---------- Bereitgestelltes Material

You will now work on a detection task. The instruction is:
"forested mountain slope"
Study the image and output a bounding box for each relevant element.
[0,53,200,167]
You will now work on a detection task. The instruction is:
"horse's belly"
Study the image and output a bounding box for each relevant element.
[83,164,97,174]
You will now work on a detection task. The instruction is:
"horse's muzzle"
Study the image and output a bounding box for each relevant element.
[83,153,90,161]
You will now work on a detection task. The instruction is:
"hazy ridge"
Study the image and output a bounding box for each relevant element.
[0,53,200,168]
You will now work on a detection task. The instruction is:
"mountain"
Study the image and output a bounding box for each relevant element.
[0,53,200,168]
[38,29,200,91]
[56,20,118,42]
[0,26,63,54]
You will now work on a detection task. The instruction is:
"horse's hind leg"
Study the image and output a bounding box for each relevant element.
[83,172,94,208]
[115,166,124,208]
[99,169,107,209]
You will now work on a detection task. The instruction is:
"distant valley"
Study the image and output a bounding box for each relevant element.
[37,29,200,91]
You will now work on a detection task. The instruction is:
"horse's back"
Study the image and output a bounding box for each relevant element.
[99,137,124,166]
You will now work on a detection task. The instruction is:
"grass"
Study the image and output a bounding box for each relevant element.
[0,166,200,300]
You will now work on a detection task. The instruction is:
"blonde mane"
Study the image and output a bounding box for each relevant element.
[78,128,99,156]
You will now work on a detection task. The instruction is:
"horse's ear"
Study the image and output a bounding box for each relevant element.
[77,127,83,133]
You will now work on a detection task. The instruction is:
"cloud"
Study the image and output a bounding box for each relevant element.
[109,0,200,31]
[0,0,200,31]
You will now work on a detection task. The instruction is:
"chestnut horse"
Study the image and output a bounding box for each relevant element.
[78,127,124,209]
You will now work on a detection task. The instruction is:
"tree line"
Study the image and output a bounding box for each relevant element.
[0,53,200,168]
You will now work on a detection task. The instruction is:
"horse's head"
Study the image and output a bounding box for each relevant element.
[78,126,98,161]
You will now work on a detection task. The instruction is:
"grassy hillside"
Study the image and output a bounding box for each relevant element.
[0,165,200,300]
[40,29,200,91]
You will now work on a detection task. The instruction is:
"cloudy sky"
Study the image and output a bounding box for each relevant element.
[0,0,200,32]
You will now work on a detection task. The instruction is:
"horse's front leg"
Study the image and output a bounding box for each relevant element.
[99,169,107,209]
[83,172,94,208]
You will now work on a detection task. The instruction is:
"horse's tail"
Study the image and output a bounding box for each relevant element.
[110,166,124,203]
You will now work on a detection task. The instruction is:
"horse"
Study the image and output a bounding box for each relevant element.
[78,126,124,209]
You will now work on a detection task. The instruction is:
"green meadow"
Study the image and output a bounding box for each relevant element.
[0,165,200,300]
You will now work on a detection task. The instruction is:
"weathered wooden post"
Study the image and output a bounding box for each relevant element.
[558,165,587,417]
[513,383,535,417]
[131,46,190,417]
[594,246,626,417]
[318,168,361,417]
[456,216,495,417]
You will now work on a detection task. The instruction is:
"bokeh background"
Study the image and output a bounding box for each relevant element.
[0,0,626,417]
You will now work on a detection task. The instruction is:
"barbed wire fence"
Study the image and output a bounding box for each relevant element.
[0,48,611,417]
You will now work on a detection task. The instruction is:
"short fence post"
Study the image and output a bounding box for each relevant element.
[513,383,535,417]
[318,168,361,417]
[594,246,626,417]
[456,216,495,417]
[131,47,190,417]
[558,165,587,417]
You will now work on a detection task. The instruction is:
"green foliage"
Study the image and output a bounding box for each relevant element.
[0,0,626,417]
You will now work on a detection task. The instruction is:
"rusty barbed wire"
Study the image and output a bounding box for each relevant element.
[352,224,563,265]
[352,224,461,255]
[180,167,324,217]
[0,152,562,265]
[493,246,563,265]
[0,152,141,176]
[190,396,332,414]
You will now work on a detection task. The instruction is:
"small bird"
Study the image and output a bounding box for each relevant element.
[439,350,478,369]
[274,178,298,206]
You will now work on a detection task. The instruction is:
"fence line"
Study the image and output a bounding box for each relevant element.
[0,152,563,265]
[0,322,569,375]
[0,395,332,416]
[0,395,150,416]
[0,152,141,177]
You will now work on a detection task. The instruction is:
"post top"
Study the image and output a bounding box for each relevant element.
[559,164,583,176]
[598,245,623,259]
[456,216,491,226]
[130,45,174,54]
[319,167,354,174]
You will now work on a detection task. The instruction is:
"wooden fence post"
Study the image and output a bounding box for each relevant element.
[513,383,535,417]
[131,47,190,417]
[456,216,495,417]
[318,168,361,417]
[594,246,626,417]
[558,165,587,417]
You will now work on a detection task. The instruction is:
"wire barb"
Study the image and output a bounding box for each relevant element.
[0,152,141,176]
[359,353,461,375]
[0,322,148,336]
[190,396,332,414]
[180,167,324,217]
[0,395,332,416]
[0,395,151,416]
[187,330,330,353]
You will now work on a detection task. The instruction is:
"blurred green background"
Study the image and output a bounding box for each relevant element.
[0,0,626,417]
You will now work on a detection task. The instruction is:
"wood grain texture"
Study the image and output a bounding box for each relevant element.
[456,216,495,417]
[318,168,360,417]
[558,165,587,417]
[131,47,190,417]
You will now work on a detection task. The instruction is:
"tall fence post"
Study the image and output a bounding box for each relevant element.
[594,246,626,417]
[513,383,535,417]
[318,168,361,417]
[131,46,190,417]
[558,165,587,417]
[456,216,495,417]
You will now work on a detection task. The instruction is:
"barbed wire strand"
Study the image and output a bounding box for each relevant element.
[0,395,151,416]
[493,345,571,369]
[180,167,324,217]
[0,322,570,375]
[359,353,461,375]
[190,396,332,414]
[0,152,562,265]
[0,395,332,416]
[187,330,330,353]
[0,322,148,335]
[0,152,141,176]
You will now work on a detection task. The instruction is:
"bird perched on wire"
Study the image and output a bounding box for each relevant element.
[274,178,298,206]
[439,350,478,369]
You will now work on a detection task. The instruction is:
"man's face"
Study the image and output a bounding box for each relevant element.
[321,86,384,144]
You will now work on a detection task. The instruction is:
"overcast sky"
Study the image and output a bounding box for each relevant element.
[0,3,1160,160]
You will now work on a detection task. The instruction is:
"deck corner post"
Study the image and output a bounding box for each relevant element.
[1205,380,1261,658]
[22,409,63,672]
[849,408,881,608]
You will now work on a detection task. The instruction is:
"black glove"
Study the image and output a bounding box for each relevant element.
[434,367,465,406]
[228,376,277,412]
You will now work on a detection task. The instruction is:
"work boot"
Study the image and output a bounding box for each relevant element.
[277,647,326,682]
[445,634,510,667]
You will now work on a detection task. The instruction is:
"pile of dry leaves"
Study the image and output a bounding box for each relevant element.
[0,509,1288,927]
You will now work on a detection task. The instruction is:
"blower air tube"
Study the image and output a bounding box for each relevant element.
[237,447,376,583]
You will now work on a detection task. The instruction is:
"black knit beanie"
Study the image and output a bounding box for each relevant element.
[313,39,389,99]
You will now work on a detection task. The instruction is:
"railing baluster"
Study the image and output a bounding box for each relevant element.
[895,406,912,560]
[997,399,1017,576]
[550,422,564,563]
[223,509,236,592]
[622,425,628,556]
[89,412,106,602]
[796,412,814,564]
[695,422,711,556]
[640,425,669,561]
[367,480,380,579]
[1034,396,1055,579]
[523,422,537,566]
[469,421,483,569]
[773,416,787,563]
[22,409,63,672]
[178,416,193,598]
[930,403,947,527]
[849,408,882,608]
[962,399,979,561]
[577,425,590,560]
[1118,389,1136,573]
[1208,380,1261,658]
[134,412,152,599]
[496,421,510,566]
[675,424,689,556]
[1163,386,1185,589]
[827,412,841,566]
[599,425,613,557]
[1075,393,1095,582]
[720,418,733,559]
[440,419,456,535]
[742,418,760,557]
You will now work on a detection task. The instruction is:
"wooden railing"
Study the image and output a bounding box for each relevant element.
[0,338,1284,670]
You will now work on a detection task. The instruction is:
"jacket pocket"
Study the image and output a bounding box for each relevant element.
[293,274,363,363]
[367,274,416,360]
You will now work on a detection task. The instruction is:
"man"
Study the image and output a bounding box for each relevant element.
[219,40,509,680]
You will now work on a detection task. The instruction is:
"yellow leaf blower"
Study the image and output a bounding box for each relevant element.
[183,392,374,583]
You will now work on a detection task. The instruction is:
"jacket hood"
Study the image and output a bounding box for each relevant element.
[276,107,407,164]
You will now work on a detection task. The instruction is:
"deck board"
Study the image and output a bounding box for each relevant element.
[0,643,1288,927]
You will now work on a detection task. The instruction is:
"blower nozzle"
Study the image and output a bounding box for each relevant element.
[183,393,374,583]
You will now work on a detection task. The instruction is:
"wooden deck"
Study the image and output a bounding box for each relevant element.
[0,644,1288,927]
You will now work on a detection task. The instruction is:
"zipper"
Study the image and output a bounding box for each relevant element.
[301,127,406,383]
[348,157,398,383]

--------------------

# Zu erledigende Aufgabe
Zeige jede Zeile des obigen Materials, in der die Zeichenfolge „fence“ vorkommt.

# Vollständige Antwort
"barbed wire fence"
"short fence post"
"fence line"
"wooden fence post"
"tall fence post"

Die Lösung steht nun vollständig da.